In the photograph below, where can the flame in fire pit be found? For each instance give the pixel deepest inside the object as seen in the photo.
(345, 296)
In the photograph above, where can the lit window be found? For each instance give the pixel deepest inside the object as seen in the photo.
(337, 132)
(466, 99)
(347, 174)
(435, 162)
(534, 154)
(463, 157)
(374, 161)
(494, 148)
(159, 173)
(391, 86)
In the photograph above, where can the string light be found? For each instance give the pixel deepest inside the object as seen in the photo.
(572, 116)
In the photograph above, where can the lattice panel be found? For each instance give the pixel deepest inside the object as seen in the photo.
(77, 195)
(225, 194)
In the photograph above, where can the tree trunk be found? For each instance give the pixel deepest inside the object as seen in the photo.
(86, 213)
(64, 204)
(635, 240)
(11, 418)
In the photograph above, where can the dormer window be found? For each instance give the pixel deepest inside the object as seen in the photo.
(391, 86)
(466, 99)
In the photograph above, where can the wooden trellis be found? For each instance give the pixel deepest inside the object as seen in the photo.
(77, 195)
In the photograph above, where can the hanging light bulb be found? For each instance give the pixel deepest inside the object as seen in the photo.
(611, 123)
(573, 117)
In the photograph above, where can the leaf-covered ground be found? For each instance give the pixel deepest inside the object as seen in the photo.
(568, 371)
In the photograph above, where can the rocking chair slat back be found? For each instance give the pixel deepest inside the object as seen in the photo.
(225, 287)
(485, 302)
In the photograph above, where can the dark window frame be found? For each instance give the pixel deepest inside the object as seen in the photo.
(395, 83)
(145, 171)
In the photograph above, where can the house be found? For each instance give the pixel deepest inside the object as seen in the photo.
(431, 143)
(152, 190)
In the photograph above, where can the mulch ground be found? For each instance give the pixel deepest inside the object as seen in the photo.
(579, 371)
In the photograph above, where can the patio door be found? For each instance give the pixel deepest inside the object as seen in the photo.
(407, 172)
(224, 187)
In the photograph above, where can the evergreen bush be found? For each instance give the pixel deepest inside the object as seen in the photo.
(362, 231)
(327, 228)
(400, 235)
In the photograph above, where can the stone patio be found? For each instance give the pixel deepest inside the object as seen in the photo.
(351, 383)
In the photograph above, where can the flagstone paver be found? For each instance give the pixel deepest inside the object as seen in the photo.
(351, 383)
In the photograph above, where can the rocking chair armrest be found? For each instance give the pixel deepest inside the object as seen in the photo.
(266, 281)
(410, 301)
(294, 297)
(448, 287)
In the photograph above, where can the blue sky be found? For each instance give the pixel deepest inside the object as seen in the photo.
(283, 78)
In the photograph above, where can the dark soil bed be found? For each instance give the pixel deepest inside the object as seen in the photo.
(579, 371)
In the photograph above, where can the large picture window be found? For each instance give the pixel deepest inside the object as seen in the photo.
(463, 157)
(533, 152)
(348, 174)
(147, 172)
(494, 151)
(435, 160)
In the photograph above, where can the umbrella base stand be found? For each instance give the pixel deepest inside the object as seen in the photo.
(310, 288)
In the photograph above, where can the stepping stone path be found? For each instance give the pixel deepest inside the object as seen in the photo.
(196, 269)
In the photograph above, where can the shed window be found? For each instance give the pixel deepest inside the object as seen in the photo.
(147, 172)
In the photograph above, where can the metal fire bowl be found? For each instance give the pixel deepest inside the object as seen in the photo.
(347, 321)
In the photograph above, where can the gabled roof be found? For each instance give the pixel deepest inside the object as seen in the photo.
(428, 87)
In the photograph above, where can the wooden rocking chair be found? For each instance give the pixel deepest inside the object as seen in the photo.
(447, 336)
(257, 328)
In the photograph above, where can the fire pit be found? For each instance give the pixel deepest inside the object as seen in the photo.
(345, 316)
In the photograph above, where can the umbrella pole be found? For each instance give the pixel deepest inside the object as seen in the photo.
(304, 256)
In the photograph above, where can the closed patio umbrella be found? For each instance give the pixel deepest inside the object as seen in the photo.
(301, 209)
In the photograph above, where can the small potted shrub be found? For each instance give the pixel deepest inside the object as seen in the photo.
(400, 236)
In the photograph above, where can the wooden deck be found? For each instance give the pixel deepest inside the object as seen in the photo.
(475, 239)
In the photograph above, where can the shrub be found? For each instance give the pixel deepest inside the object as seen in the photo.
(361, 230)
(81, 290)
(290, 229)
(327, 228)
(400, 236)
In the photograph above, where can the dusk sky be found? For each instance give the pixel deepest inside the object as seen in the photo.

***

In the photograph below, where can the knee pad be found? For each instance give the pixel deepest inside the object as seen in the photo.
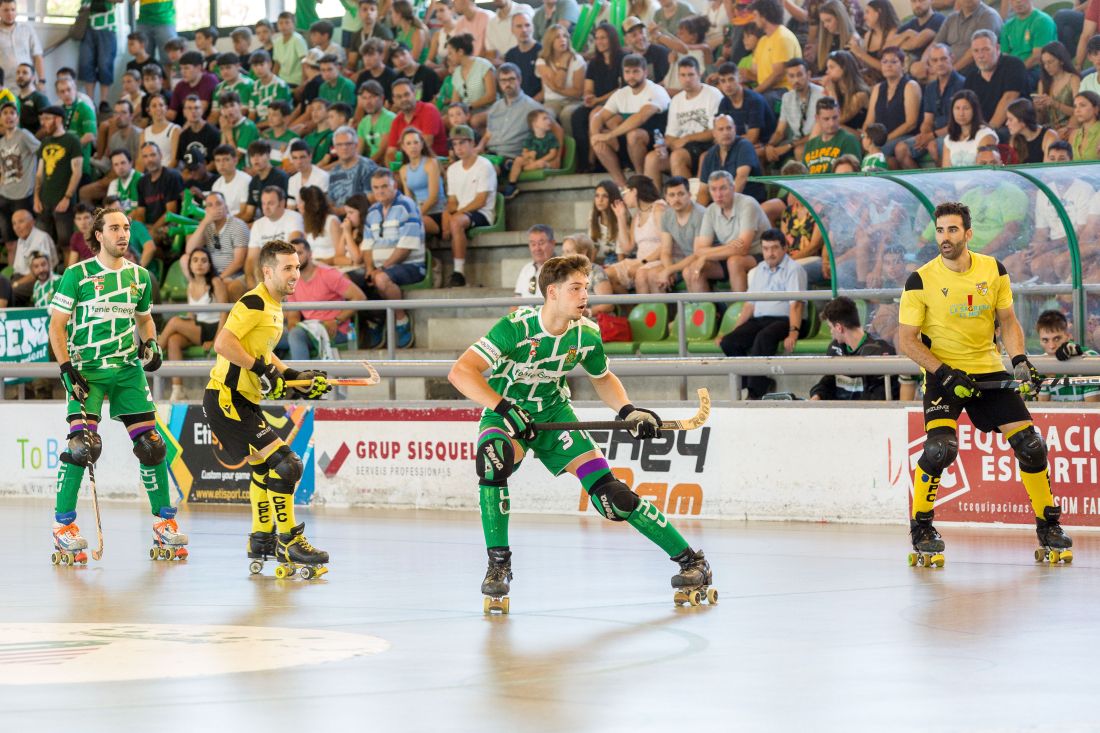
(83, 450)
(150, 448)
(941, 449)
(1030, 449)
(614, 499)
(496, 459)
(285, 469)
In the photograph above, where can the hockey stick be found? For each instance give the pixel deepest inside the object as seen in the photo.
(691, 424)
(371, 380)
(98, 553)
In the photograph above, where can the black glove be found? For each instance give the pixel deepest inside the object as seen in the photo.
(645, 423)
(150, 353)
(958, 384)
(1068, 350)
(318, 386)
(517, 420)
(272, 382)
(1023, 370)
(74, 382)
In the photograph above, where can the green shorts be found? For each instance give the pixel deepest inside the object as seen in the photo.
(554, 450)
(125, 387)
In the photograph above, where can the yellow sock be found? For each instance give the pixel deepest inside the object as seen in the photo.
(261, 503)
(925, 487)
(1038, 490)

***

#### Stated task
List every line in the material above that contains the word "dark", matching case exactly.

#### Problem solution
In the photograph above, where can the dark window frame be found? For each instance give the pixel deepest inside the object as seen in the photo.
In the photograph above, where can the dark soil bed be found? For each instance give the pixel deepest inside the object as seen in the photo.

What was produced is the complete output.